┌─ Entries provided

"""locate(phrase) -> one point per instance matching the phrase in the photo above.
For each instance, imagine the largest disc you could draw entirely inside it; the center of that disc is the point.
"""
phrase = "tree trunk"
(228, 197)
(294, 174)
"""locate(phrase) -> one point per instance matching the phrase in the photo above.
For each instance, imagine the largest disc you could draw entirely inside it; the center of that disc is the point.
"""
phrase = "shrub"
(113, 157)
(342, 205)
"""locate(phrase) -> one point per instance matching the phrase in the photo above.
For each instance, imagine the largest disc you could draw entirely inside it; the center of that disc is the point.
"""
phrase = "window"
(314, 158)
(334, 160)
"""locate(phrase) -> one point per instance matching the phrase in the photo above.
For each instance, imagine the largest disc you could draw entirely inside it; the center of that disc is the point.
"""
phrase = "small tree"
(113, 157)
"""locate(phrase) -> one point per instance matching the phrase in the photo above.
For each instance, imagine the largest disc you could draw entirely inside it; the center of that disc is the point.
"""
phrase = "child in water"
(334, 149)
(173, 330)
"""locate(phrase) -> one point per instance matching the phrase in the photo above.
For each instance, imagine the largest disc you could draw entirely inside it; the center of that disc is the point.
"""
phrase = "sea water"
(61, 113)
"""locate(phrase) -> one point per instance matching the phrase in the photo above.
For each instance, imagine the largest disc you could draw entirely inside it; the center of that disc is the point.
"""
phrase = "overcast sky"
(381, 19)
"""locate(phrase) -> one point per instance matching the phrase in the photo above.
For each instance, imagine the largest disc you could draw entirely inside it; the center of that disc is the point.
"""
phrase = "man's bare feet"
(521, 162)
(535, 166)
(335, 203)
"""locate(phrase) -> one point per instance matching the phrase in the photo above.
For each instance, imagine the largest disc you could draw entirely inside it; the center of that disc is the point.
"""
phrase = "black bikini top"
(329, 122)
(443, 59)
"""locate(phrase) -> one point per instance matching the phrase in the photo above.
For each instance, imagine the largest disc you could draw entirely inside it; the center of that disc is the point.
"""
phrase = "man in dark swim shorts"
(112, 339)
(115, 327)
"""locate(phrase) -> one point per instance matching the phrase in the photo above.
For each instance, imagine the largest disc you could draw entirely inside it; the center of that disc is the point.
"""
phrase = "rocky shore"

└─

** Exercise details **
Word for word, copy every entry.

** Answer box **
"""locate(phrase) -> one point per instance matching the phrase in the photo above.
For each instance, imagine the largest disc you could draw entirely inside it; the center of that disc is the point.
"""
phrase = "tree trunk"
(228, 197)
(294, 174)
"""locate(phrase) -> one point per instance matching the phrase in the photo above.
For each instance, imagine the largest disc you could draw entirely inside it; the center of that disc is the point.
"""
phrase = "shrub"
(113, 157)
(342, 205)
"""locate(phrase) -> one point per instance matching the phrase in the photo above.
For each instance, imagine the largest disc you could draw entirely inside it; the center of that disc is the point.
"""
phrase = "window"
(314, 158)
(334, 160)
"""locate(phrase) -> one point per instance matching the phrase in the photo above.
For each instance, imagine the largest disc you could draw entirely inside it; the center of that disc is the point.
"""
phrase = "small tree"
(113, 157)
"""locate(phrase) -> one point per instance matching the phrase in the photo above.
For each instance, imagine the largest disc you could draw entirely inside it; the center of that disc is the point.
"""
phrase = "child in water"
(334, 149)
(173, 330)
"""locate(phrase) -> one point per instance matching the phrase in the photo above.
For each instance, imagine the largest disc you could draw entirely inside it; the center of that disc is the point.
"""
phrase = "sea water"
(61, 113)
"""locate(phrase) -> one point per instance matching the phrase in the photo above.
For each instance, imagine the largest disc you could draw entirely inside it; the center of that disc is the point.
"""
phrase = "overcast sky"
(381, 19)
"""locate(phrase) -> one point per instance matching the phrase in the photo above.
For each instance, imagine the largest disc you could draw entirely inside it; the center of that disc is the point.
"""
phrase = "man's bare feet"
(521, 162)
(535, 166)
(335, 203)
"""locate(phrase) -> one point per instance matching the phrase in the photo above.
For each instance, imagine the largest disc you could draw entirely inside it; the center of that disc is the point.
"""
phrase = "black bikini top"
(329, 122)
(443, 59)
"""locate(phrase) -> one point per instance matching the phrase in the photo above.
For each instance, imagine the largest disc you could draw entirely inside it; the center of that disc is the point.
"""
phrase = "man in dark swim shorts"
(112, 339)
(115, 327)
"""locate(phrase) -> one point per instance matching the phrase in the photo above.
For each instance, imagine the largest disc you could draw entirely inside it; the center of that disc is the point.
"""
phrase = "rocky shore"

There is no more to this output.